**** THE RECORDS ****

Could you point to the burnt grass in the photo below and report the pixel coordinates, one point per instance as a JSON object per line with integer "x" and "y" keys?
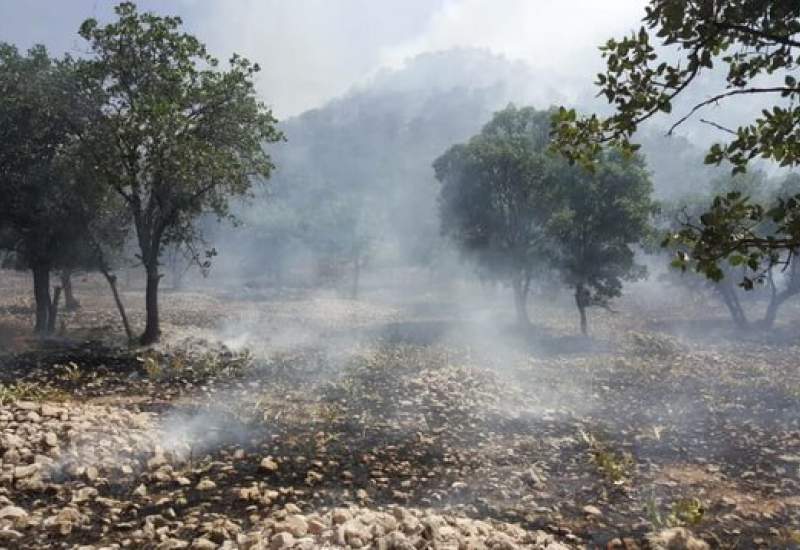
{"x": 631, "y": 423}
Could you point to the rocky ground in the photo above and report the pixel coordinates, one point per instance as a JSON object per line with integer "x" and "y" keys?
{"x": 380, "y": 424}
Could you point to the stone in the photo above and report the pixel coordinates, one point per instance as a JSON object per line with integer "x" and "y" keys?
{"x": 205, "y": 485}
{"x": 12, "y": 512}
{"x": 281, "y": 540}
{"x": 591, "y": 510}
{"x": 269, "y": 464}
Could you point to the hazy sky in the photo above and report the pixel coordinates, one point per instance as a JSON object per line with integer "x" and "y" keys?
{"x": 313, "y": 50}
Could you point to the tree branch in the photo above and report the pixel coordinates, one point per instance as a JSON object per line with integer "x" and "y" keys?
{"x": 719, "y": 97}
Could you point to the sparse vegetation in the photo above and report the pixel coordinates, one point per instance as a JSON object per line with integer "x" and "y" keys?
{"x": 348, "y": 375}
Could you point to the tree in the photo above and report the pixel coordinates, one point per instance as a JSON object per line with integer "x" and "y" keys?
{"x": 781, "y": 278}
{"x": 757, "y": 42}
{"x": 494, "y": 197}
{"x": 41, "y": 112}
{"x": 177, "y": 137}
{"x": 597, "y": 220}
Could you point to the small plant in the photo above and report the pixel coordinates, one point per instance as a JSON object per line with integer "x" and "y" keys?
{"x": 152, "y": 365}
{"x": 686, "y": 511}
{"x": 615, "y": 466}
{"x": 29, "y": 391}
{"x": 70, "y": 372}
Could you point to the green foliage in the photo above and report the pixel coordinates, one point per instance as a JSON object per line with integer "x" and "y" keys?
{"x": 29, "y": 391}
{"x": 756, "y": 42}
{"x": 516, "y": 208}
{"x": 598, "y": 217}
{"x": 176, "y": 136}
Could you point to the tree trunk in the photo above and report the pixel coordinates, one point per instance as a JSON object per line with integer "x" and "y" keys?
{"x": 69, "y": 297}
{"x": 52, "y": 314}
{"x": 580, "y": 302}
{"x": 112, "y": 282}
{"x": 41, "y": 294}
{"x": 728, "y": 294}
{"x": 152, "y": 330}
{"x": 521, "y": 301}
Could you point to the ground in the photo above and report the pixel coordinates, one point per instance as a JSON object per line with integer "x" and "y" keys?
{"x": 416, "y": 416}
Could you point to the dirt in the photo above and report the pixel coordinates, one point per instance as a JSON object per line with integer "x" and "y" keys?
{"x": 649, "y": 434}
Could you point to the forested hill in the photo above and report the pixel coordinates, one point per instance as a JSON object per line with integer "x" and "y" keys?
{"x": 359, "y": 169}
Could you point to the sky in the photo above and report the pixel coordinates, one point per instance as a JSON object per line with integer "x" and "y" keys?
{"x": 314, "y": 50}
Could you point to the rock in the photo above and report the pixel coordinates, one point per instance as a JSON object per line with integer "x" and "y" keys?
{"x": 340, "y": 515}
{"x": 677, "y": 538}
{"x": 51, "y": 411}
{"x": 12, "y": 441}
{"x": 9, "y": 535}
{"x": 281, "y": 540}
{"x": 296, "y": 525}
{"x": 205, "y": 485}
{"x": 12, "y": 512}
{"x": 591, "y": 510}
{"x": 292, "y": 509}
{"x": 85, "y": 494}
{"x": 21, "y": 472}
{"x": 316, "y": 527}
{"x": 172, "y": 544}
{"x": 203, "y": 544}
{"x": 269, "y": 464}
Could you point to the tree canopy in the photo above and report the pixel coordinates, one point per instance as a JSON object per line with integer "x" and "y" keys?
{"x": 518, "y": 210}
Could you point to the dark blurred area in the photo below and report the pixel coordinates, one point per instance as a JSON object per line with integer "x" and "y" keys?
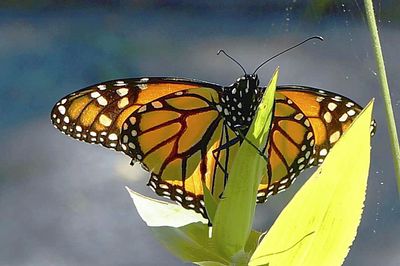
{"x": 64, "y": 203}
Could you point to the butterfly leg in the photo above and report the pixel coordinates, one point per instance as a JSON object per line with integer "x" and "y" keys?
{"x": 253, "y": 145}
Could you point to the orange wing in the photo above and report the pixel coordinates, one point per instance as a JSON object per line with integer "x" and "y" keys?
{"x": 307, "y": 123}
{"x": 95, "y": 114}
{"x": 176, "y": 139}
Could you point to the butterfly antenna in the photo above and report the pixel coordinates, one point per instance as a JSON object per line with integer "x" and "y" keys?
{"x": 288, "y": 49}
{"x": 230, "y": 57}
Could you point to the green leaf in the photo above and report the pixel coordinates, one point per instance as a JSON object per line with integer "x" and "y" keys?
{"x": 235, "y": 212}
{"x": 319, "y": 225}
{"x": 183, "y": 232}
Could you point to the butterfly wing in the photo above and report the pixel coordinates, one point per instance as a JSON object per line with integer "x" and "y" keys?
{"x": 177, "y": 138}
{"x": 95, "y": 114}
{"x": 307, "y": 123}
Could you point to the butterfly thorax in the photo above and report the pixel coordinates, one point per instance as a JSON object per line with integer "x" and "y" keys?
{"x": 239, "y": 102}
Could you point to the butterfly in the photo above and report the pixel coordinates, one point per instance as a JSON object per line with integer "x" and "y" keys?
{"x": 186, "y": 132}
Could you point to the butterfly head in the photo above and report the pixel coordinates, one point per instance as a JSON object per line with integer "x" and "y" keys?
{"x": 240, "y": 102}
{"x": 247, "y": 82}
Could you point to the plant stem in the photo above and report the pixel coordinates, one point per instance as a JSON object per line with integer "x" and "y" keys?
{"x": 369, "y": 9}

****

*WORK TO BE COMPLETED*
Copy the records above exactly, leaving out every picture.

*THE COMPLETED TASK*
Could you point to the burnt grass in the photo below and report the pixel coordinates, one point per instance as a JSON object per line with integer "x" and "y" keys?
{"x": 631, "y": 423}
Could you point to the rocky ground in the photo above and report the pixel coordinates, one point per instance as a JSON object per line with integer "x" and "y" keys?
{"x": 380, "y": 424}
Could you point to the stone in the photo above and report the pixel coordinates, one point per instance as a JSON object per line with integer "x" and "y" keys?
{"x": 205, "y": 485}
{"x": 12, "y": 512}
{"x": 281, "y": 540}
{"x": 591, "y": 510}
{"x": 269, "y": 464}
Could you point to the hazy sky in the photo above and report the pixel coordinates, one point per instance as a JSON object per line with integer "x" and "y" keys?
{"x": 313, "y": 50}
Could you point to the tree branch in the photo above and report the pixel coordinates, one point per instance as a JSON object per line with integer "x" and "y" keys?
{"x": 719, "y": 97}
Could you point to the sparse vegetation in the photo above and report the pixel coordinates, one point per instance as a JSON object per line with integer "x" and "y" keys?
{"x": 348, "y": 375}
Could you point to the tree in the photo above and report the pixel coordinates, one point per instance as a JSON object per line with integer "x" and "y" keys?
{"x": 781, "y": 278}
{"x": 757, "y": 42}
{"x": 494, "y": 197}
{"x": 41, "y": 112}
{"x": 177, "y": 137}
{"x": 597, "y": 220}
Could you point to the small plant in the photo above and report the pixel coordinates, one point per instance as a JSON object per line with integer "x" and "y" keys?
{"x": 152, "y": 365}
{"x": 686, "y": 511}
{"x": 615, "y": 466}
{"x": 29, "y": 391}
{"x": 70, "y": 372}
Could you point to the green foliage in the photo above and report the pixel coordinates, one point per instance as a JSON object per line with integer "x" and "y" keys?
{"x": 29, "y": 391}
{"x": 756, "y": 42}
{"x": 516, "y": 208}
{"x": 598, "y": 217}
{"x": 176, "y": 136}
Could you point to the tree trunk in the photo above and report the pixel coordinates, one point per instance as a JSON object per line with integer "x" and "y" keys?
{"x": 69, "y": 297}
{"x": 52, "y": 314}
{"x": 580, "y": 302}
{"x": 112, "y": 282}
{"x": 41, "y": 294}
{"x": 728, "y": 294}
{"x": 152, "y": 330}
{"x": 521, "y": 301}
Could you point to the ground in the photo above and report the pixel coordinates, one point per instance as a JSON object per line with integer "x" and "y" keys?
{"x": 416, "y": 416}
Could you point to the dirt in the photo above and report the pixel coordinates, one point per instance as a JSON object per line with integer "x" and "y" keys?
{"x": 649, "y": 434}
Could you point to the forested hill in the photo above and report the pixel coordinates, one point per instance as a JSON object per line with integer "x" and "y" keys?
{"x": 359, "y": 169}
Could you point to the sky in the photo above and report the pixel coordinates, one point per instance as a JSON object per line with integer "x" and "y" keys?
{"x": 314, "y": 50}
Could you point to the rock in the photo above and report the pixel coordinates, one point per instance as a JSON object per line with integer "x" and "y" keys?
{"x": 340, "y": 515}
{"x": 677, "y": 538}
{"x": 51, "y": 411}
{"x": 12, "y": 441}
{"x": 9, "y": 535}
{"x": 281, "y": 540}
{"x": 296, "y": 525}
{"x": 205, "y": 485}
{"x": 12, "y": 512}
{"x": 591, "y": 510}
{"x": 292, "y": 509}
{"x": 85, "y": 494}
{"x": 21, "y": 472}
{"x": 316, "y": 527}
{"x": 172, "y": 544}
{"x": 203, "y": 544}
{"x": 269, "y": 464}
Could you point to the tree canopy in the photo above and report the pixel coordinates, one point per instance as a JSON object per line with integer "x" and "y" keys?
{"x": 518, "y": 210}
Could you point to the dark blurred area in the photo below and report the pixel coordinates, one point per instance as a JSON object per line with integer "x" and "y" keys?
{"x": 64, "y": 203}
Could you point to the butterfly leg in the photo above and report the pixel coordinates, one point per instance as a JSON object per line with integer "x" and "y" keys?
{"x": 253, "y": 145}
Could you point to the orange wing in the photo above and report the pixel coordinates, one point per instance as a JSON object per line with integer "x" and "y" keys?
{"x": 307, "y": 123}
{"x": 95, "y": 114}
{"x": 176, "y": 139}
Could you point to the butterfly antenna in the photo above and report the pixel coordinates, one point per instance as a JSON object per line with integer "x" and "y" keys?
{"x": 288, "y": 49}
{"x": 230, "y": 57}
Could you point to the green leaf in the photo above and report the pixel coordinates, one point per instance as a JSON object per line with integer "x" and "y" keys?
{"x": 235, "y": 212}
{"x": 319, "y": 225}
{"x": 183, "y": 232}
Could you point to the butterfly wing in the photo above and report the pixel coordinates, one point per instance as a JSON object per line with integer "x" and "y" keys?
{"x": 177, "y": 138}
{"x": 95, "y": 114}
{"x": 307, "y": 123}
Could you point to the butterfly thorax in the photo above and report the pixel coordinates, one point per instance as a JSON object per line with integer "x" and "y" keys?
{"x": 239, "y": 102}
Could you point to the butterfly in the photo above and report the pixel coordinates, one point per instance as a JSON object per line with integer "x" and "y" keys?
{"x": 186, "y": 132}
Could you point to the butterfly head in the photo above and report the pixel coordinates, one point per instance as a JSON object per line with integer "x" and "y" keys?
{"x": 240, "y": 102}
{"x": 247, "y": 82}
Could you point to the plant stem in the photo above and report the pixel coordinates, one point per instance as a JSON object per line with integer "x" and "y" keys?
{"x": 369, "y": 9}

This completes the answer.